Given request – Return each of the lines below verbatim, with every character left unchanged.

Data supplied –
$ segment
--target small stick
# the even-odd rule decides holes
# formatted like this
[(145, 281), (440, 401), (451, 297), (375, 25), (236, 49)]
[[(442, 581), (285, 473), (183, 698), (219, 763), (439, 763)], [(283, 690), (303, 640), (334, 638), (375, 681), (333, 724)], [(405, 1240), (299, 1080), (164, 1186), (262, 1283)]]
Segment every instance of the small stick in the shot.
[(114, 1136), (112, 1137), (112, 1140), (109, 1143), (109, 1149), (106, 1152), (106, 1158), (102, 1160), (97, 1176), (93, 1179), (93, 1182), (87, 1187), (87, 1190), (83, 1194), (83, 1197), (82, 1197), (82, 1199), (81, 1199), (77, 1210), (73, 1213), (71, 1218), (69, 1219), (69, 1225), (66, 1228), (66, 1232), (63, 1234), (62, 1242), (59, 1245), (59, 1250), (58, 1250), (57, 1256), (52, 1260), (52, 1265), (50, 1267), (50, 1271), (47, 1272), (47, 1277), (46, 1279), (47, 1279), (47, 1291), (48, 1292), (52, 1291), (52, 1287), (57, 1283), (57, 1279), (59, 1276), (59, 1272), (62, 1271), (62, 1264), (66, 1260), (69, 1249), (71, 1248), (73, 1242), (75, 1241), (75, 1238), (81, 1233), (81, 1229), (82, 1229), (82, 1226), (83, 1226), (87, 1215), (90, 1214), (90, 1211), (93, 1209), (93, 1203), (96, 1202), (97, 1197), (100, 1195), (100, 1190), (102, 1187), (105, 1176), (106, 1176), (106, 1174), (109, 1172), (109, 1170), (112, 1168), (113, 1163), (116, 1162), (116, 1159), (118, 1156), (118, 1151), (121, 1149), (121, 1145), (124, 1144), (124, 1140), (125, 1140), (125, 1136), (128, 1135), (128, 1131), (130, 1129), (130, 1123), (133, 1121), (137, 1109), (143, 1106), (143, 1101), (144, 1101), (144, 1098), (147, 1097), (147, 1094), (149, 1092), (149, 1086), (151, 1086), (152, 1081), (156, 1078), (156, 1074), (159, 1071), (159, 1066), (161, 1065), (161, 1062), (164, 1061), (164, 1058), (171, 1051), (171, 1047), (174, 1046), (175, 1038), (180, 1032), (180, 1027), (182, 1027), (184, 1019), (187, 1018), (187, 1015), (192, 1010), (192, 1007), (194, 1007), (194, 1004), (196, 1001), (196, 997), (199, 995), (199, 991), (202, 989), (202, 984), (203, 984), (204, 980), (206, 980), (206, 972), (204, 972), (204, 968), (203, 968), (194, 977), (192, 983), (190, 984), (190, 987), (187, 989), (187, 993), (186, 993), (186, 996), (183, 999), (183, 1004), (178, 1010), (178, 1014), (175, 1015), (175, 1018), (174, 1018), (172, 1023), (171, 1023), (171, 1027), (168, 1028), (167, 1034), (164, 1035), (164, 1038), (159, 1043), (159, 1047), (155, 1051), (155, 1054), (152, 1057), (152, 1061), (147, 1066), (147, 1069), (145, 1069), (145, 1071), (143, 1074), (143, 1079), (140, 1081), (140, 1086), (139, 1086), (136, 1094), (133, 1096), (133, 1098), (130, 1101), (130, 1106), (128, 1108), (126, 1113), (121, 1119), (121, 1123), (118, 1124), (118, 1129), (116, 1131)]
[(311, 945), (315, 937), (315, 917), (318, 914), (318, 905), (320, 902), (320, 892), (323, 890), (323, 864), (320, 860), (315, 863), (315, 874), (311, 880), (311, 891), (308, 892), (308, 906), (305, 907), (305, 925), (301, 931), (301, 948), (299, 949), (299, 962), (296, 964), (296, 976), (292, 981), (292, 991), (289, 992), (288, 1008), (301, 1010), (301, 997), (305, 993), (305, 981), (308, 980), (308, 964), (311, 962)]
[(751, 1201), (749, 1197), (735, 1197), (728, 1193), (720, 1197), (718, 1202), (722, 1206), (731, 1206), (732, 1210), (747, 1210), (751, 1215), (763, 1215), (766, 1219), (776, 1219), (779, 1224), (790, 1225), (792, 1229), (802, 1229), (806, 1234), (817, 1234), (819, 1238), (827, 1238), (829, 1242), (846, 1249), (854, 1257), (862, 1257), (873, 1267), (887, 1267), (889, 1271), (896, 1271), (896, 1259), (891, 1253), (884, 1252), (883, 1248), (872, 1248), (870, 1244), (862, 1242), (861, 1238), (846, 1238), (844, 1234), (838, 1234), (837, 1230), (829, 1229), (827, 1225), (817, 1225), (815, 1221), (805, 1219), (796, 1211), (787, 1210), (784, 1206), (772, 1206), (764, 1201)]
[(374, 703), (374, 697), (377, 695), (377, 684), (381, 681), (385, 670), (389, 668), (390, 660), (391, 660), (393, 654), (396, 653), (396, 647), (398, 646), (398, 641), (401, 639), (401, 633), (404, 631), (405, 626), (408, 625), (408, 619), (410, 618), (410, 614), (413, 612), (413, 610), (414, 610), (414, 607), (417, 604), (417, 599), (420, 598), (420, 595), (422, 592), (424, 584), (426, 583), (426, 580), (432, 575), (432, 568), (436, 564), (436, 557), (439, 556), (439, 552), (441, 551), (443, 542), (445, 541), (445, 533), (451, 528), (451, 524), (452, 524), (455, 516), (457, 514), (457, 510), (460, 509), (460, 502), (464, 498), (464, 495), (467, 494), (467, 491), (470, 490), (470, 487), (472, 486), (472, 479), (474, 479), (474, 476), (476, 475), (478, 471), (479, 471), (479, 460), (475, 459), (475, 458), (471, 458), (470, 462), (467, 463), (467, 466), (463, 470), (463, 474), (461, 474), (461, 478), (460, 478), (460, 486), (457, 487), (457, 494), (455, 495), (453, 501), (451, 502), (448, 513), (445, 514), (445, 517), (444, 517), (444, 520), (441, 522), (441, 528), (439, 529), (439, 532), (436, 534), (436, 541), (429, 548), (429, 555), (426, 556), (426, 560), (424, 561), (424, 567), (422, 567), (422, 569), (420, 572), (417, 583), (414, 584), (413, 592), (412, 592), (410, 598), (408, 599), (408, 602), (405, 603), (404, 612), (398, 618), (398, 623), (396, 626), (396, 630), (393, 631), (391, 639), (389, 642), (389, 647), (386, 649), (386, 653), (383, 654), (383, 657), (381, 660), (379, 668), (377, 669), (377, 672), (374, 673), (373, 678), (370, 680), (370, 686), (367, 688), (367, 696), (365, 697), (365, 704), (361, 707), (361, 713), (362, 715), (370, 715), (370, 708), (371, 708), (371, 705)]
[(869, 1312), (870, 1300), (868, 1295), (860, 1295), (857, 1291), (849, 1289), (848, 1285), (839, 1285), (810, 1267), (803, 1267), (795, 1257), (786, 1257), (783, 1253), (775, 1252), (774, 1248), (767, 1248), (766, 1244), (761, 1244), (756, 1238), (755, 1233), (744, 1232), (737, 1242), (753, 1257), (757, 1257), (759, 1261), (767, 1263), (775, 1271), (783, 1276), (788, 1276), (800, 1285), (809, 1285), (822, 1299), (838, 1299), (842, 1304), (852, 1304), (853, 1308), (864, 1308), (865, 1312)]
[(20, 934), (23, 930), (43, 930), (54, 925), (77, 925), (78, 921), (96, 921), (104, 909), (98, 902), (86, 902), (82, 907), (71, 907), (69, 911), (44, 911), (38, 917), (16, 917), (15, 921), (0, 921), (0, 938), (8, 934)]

Solution to the exercise –
$ segment
--target small stick
# the even-odd rule decides holes
# formatted like this
[(145, 281), (440, 401), (451, 297), (375, 25), (236, 49)]
[[(442, 581), (285, 473), (183, 698), (219, 763), (439, 763)], [(283, 690), (303, 640), (334, 638), (375, 681), (333, 724)], [(405, 1240), (299, 1080), (164, 1186), (262, 1283)]]
Segment every instance of the small stick in the shot.
[(114, 1136), (112, 1137), (112, 1140), (109, 1143), (109, 1149), (106, 1152), (106, 1158), (102, 1160), (97, 1176), (93, 1179), (93, 1182), (87, 1187), (87, 1190), (83, 1194), (83, 1197), (82, 1197), (82, 1199), (81, 1199), (77, 1210), (73, 1213), (71, 1218), (69, 1219), (69, 1225), (66, 1228), (66, 1232), (63, 1234), (62, 1242), (59, 1245), (59, 1250), (58, 1250), (57, 1256), (52, 1260), (52, 1265), (50, 1267), (50, 1271), (47, 1272), (47, 1277), (46, 1279), (47, 1279), (47, 1291), (48, 1292), (52, 1291), (52, 1287), (57, 1283), (57, 1279), (59, 1276), (59, 1272), (62, 1271), (62, 1264), (66, 1260), (69, 1249), (71, 1248), (73, 1242), (75, 1241), (75, 1238), (81, 1233), (81, 1229), (82, 1229), (82, 1226), (83, 1226), (87, 1215), (90, 1214), (90, 1211), (93, 1209), (93, 1203), (96, 1202), (97, 1197), (100, 1195), (100, 1190), (102, 1187), (105, 1176), (106, 1176), (106, 1174), (109, 1172), (109, 1170), (112, 1168), (113, 1163), (116, 1162), (116, 1159), (118, 1156), (118, 1151), (121, 1149), (121, 1145), (124, 1144), (124, 1140), (125, 1140), (125, 1136), (128, 1135), (128, 1131), (130, 1129), (130, 1123), (133, 1121), (137, 1109), (143, 1106), (143, 1101), (144, 1101), (144, 1098), (147, 1097), (147, 1094), (149, 1092), (149, 1086), (151, 1086), (152, 1081), (156, 1078), (156, 1074), (159, 1071), (159, 1066), (161, 1065), (161, 1062), (164, 1061), (164, 1058), (171, 1051), (171, 1047), (174, 1046), (175, 1038), (180, 1032), (180, 1027), (182, 1027), (184, 1019), (187, 1018), (187, 1015), (192, 1010), (192, 1007), (194, 1007), (194, 1004), (196, 1001), (196, 997), (199, 995), (199, 991), (202, 989), (202, 984), (203, 984), (204, 980), (206, 980), (206, 972), (204, 972), (204, 968), (203, 968), (194, 977), (192, 983), (190, 984), (190, 987), (187, 989), (187, 993), (186, 993), (186, 996), (183, 999), (183, 1004), (178, 1010), (178, 1014), (175, 1015), (175, 1018), (174, 1018), (172, 1023), (171, 1023), (171, 1027), (168, 1028), (167, 1034), (164, 1035), (164, 1038), (159, 1043), (159, 1047), (155, 1051), (155, 1054), (152, 1057), (152, 1061), (147, 1066), (147, 1069), (145, 1069), (145, 1071), (143, 1074), (143, 1079), (140, 1081), (140, 1086), (139, 1086), (136, 1094), (133, 1096), (133, 1098), (130, 1101), (130, 1106), (128, 1108), (126, 1113), (121, 1119), (121, 1123), (118, 1124), (118, 1129), (116, 1131)]
[(311, 945), (315, 937), (315, 917), (318, 914), (318, 905), (320, 902), (320, 892), (323, 890), (323, 864), (320, 860), (315, 863), (315, 874), (311, 880), (311, 891), (308, 892), (308, 906), (305, 907), (305, 925), (301, 931), (301, 948), (299, 949), (299, 962), (296, 964), (296, 976), (292, 981), (292, 991), (289, 992), (288, 1008), (301, 1010), (301, 997), (305, 993), (305, 981), (308, 980), (308, 964), (311, 962)]
[(751, 1201), (749, 1197), (735, 1197), (728, 1193), (720, 1197), (718, 1202), (722, 1206), (731, 1206), (732, 1210), (747, 1210), (751, 1215), (763, 1215), (766, 1219), (776, 1219), (779, 1224), (790, 1225), (792, 1229), (802, 1229), (806, 1234), (817, 1234), (819, 1238), (827, 1238), (829, 1242), (846, 1249), (854, 1257), (862, 1257), (873, 1267), (887, 1267), (889, 1271), (896, 1271), (896, 1259), (891, 1253), (884, 1252), (883, 1248), (872, 1248), (870, 1244), (862, 1242), (861, 1238), (846, 1238), (844, 1234), (838, 1234), (837, 1230), (829, 1229), (827, 1225), (817, 1225), (815, 1221), (805, 1219), (796, 1211), (787, 1210), (784, 1206), (772, 1206), (764, 1201)]
[(374, 703), (374, 697), (377, 695), (377, 684), (381, 681), (385, 670), (389, 668), (390, 660), (391, 660), (393, 654), (396, 653), (396, 647), (398, 646), (398, 641), (401, 639), (401, 633), (404, 631), (405, 626), (408, 625), (408, 619), (410, 618), (410, 614), (413, 612), (413, 610), (414, 610), (414, 607), (417, 604), (417, 599), (420, 598), (420, 595), (422, 592), (424, 584), (426, 583), (426, 580), (432, 575), (432, 568), (436, 564), (436, 557), (439, 556), (439, 552), (441, 551), (443, 542), (445, 541), (445, 533), (451, 528), (451, 524), (452, 524), (455, 516), (457, 514), (457, 510), (460, 509), (460, 502), (464, 498), (464, 495), (467, 494), (467, 491), (470, 490), (470, 487), (472, 486), (472, 479), (474, 479), (474, 476), (476, 475), (478, 471), (479, 471), (479, 460), (475, 459), (475, 458), (471, 458), (470, 462), (467, 463), (467, 466), (463, 470), (463, 474), (461, 474), (461, 478), (460, 478), (460, 486), (457, 487), (457, 494), (455, 495), (453, 501), (451, 502), (448, 513), (445, 514), (445, 517), (444, 517), (444, 520), (441, 522), (441, 528), (439, 529), (439, 532), (436, 534), (436, 541), (429, 548), (429, 555), (426, 556), (426, 560), (424, 561), (424, 567), (422, 567), (422, 569), (420, 572), (417, 583), (414, 584), (413, 592), (412, 592), (410, 598), (408, 599), (408, 602), (405, 603), (404, 612), (398, 618), (398, 623), (396, 626), (396, 630), (393, 631), (391, 639), (389, 642), (389, 647), (386, 649), (386, 653), (383, 654), (383, 657), (381, 660), (379, 668), (377, 669), (377, 672), (374, 673), (373, 678), (370, 680), (370, 686), (367, 688), (367, 696), (365, 697), (365, 704), (361, 707), (361, 713), (362, 715), (370, 715), (370, 708), (371, 708), (371, 705)]
[(869, 1312), (870, 1300), (868, 1295), (860, 1295), (857, 1291), (849, 1289), (848, 1285), (839, 1285), (810, 1267), (803, 1267), (795, 1257), (786, 1257), (783, 1253), (775, 1252), (774, 1248), (767, 1248), (766, 1244), (761, 1244), (756, 1238), (755, 1233), (744, 1232), (737, 1242), (753, 1257), (757, 1257), (759, 1261), (767, 1263), (775, 1271), (783, 1276), (788, 1276), (800, 1285), (809, 1285), (822, 1299), (838, 1299), (842, 1304), (852, 1304), (853, 1308), (864, 1308), (865, 1312)]
[(20, 934), (23, 930), (43, 930), (54, 925), (77, 925), (78, 921), (96, 921), (104, 909), (98, 902), (86, 902), (82, 907), (71, 907), (69, 911), (44, 911), (38, 917), (16, 917), (15, 921), (0, 921), (0, 938), (8, 934)]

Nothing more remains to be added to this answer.